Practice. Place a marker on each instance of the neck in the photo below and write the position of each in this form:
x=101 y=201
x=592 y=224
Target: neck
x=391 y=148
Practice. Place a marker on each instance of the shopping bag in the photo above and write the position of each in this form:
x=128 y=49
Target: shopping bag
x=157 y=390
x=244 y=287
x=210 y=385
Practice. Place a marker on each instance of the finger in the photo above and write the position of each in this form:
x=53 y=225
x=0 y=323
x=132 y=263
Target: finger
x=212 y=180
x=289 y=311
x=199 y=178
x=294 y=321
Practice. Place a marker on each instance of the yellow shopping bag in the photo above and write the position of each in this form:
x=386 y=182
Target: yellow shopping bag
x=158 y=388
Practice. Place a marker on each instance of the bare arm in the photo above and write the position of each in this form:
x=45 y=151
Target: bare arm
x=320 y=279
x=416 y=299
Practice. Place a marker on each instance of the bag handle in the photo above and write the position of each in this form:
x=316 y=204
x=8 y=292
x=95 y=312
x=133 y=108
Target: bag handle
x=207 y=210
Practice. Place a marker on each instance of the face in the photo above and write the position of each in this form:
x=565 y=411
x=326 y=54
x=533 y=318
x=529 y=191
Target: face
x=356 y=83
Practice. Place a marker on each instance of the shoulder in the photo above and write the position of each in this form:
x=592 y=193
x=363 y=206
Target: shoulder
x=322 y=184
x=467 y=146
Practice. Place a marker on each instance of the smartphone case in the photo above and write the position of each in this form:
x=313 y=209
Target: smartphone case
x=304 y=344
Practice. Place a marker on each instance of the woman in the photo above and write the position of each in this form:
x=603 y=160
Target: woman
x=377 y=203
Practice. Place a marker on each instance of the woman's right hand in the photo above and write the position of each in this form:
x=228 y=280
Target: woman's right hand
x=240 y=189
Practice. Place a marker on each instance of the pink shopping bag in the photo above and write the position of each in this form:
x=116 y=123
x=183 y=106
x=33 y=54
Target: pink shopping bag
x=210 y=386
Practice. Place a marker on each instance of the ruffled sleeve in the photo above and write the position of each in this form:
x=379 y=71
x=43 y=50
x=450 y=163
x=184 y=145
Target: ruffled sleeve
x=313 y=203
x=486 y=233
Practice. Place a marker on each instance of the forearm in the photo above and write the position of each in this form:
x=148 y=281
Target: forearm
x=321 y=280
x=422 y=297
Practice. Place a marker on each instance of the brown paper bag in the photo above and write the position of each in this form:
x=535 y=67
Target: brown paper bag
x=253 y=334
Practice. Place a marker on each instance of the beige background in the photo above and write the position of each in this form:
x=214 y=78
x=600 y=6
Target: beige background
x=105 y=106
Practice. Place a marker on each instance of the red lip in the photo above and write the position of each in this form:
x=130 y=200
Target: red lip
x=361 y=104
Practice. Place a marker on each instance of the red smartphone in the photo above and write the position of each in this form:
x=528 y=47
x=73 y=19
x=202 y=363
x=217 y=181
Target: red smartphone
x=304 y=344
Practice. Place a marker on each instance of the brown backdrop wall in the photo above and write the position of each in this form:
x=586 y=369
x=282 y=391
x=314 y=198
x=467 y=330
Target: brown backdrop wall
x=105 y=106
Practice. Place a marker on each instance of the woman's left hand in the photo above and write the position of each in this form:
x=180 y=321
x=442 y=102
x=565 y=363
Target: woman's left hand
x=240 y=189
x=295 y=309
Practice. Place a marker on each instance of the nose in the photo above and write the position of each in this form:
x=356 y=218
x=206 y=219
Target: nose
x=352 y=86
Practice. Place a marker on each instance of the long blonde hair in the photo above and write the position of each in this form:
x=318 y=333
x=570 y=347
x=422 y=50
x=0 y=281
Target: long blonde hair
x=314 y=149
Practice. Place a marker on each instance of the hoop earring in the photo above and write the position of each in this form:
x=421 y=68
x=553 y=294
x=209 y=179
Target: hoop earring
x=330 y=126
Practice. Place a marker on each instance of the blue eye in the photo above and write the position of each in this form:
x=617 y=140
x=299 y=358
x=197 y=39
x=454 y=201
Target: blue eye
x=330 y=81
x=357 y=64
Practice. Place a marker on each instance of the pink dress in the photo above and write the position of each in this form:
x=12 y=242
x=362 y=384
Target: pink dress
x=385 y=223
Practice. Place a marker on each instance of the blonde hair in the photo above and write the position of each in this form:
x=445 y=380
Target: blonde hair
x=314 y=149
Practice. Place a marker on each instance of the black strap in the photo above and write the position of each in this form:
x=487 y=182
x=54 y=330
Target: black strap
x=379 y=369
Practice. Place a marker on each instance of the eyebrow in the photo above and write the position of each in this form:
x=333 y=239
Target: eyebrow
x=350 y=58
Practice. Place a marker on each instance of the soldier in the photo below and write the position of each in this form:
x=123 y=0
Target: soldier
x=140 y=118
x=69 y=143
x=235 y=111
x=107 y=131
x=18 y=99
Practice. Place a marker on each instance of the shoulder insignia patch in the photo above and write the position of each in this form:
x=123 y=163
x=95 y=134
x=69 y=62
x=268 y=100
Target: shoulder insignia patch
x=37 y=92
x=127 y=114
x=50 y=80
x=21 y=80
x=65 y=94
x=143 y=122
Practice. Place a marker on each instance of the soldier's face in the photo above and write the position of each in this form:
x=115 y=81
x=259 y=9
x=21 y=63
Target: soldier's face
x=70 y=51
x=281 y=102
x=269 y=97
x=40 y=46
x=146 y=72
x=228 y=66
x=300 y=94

━━━━━━━━━━

[WHAT TO DO]
Every entry should be printed again exactly as it stands.

[WORKED SOLUTION]
Practice. Place a marker on each instance of the neck in the photo below and write the position of each in this form:
x=101 y=201
x=592 y=224
Target: neck
x=391 y=148
Practice. Place a marker on each instance of the shopping bag in the photo above and write the position of each in this form:
x=128 y=49
Target: shopping bag
x=157 y=390
x=244 y=287
x=210 y=385
Practice. Place a marker on each instance of the finger in the photo above and write the position of each in this form:
x=53 y=225
x=0 y=323
x=132 y=263
Target: finger
x=212 y=180
x=289 y=311
x=199 y=178
x=294 y=321
Practice. Place a marker on each instance of the yellow shopping bag in the photo above and write the position of each in this form:
x=386 y=182
Target: yellow shopping bag
x=158 y=388
Practice. Place a marker on each instance of the bare arm in the photo above and write the position of each in this form:
x=45 y=151
Target: bare arm
x=320 y=279
x=416 y=299
Practice. Place a marker on each instance of the bag handle in the photo above and write the position of each in this form:
x=316 y=204
x=8 y=292
x=95 y=312
x=133 y=108
Target: bag handle
x=207 y=210
Practice. Place a marker on each instance of the face in the photo above and write the position of each in this form:
x=565 y=411
x=326 y=54
x=533 y=318
x=529 y=191
Target: face
x=356 y=83
Practice. Place a marker on each instance of the shoulder in the photo above and write the position of each in this form:
x=592 y=193
x=363 y=206
Target: shoulder
x=322 y=184
x=467 y=146
Practice. Place a marker on each instance of the smartphone case in the photo above and write the position of each in this form:
x=313 y=209
Target: smartphone case
x=304 y=344
Practice. Place a marker on each instance of the woman in the photo above and write the position of each in this form:
x=603 y=160
Target: woman
x=377 y=203
Practice. Place a marker on each instance of the woman's right hand in the photo above and write the position of each in this form:
x=228 y=280
Target: woman's right hand
x=240 y=189
Practice. Place a marker on each instance of the pink shopping bag in the photo above and write the position of each in this form:
x=116 y=123
x=183 y=106
x=33 y=54
Target: pink shopping bag
x=210 y=386
Practice. Place a marker on each instance of the ruffled sleeve in the photo above and write the position of each in this form:
x=379 y=71
x=43 y=50
x=450 y=163
x=184 y=145
Target: ruffled sleeve
x=313 y=203
x=486 y=233
Practice. Place a marker on each instance of the forearm in the photo above and write the position of each in this form:
x=148 y=281
Target: forearm
x=321 y=280
x=422 y=297
Practice. Place a marker on each instance of the brown paper bag in the photo above and write the position of each in this form:
x=535 y=67
Target: brown paper bag
x=253 y=334
Practice. Place a marker on each instance of the beige background in the photo above and write the position of each in this form:
x=214 y=78
x=600 y=6
Target: beige background
x=105 y=106
Practice. Place a marker on each instance of the red lip in the photo above and write the position of each in this form:
x=130 y=200
Target: red lip
x=361 y=104
Practice. Place a marker on each instance of the red smartphone in the photo above and write the position of each in this form:
x=528 y=47
x=73 y=19
x=202 y=363
x=217 y=181
Target: red smartphone
x=304 y=344
Practice. Place a marker on each instance of the brown backdrop wall in the photo above and write the position of each in this form:
x=586 y=369
x=282 y=391
x=314 y=198
x=467 y=330
Target: brown backdrop wall
x=105 y=106
Practice. Place a marker on each instance of the woman's left hand in the photo above and write the position of each in this form:
x=180 y=321
x=442 y=102
x=565 y=363
Target: woman's left hand
x=240 y=189
x=295 y=309
Practice. Place a marker on each instance of the nose in the photo above and write the position of each in this form:
x=356 y=218
x=206 y=219
Target: nose
x=352 y=86
Practice. Place a marker on each instance of the long blonde hair in the photo above and write the position of each in this form:
x=318 y=333
x=570 y=347
x=422 y=50
x=0 y=281
Target: long blonde hair
x=314 y=149
Practice. Place a marker on each instance of the hoop earring in the photo above and write the position of each in this form:
x=421 y=68
x=553 y=294
x=209 y=179
Target: hoop earring
x=330 y=126
Practice. Place a marker on each instance of the blue eye in the photo above and write the position of each in this form:
x=617 y=140
x=299 y=358
x=197 y=39
x=454 y=201
Target: blue eye
x=330 y=81
x=357 y=64
Practice. Place a marker on each instance of the pink dress in the photo above and write the position of each in this form:
x=12 y=242
x=362 y=384
Target: pink dress
x=385 y=223
Practice. Place a marker on each instance of the blonde hair in the photo above and write the position of each in this form:
x=445 y=380
Target: blonde hair
x=314 y=149
Practice. Place a marker on each instance of the black strap in the photo above and write the position of each in this form:
x=487 y=182
x=54 y=330
Target: black strap
x=379 y=369
Practice. Place a marker on each instance of the eyebrow in the photo above and write the position of each in this form:
x=333 y=239
Target: eyebrow
x=350 y=58
Practice. Place a marker on each instance of the soldier in the photo below and write the position of each in this form:
x=123 y=0
Target: soldier
x=140 y=118
x=69 y=143
x=235 y=111
x=107 y=131
x=18 y=99
Practice. Place a marker on each instance of the shoulder insignia patch in the photo above and write the position of each in this form:
x=123 y=163
x=95 y=134
x=69 y=62
x=268 y=100
Target: shoulder insignia patch
x=37 y=92
x=127 y=114
x=50 y=80
x=21 y=80
x=65 y=94
x=143 y=122
Practice. Place a marker on each instance of the soldier's face in the photo above and write the position of each in this form:
x=115 y=81
x=259 y=9
x=21 y=63
Target: soldier's face
x=70 y=51
x=281 y=102
x=269 y=97
x=40 y=46
x=146 y=72
x=228 y=66
x=300 y=94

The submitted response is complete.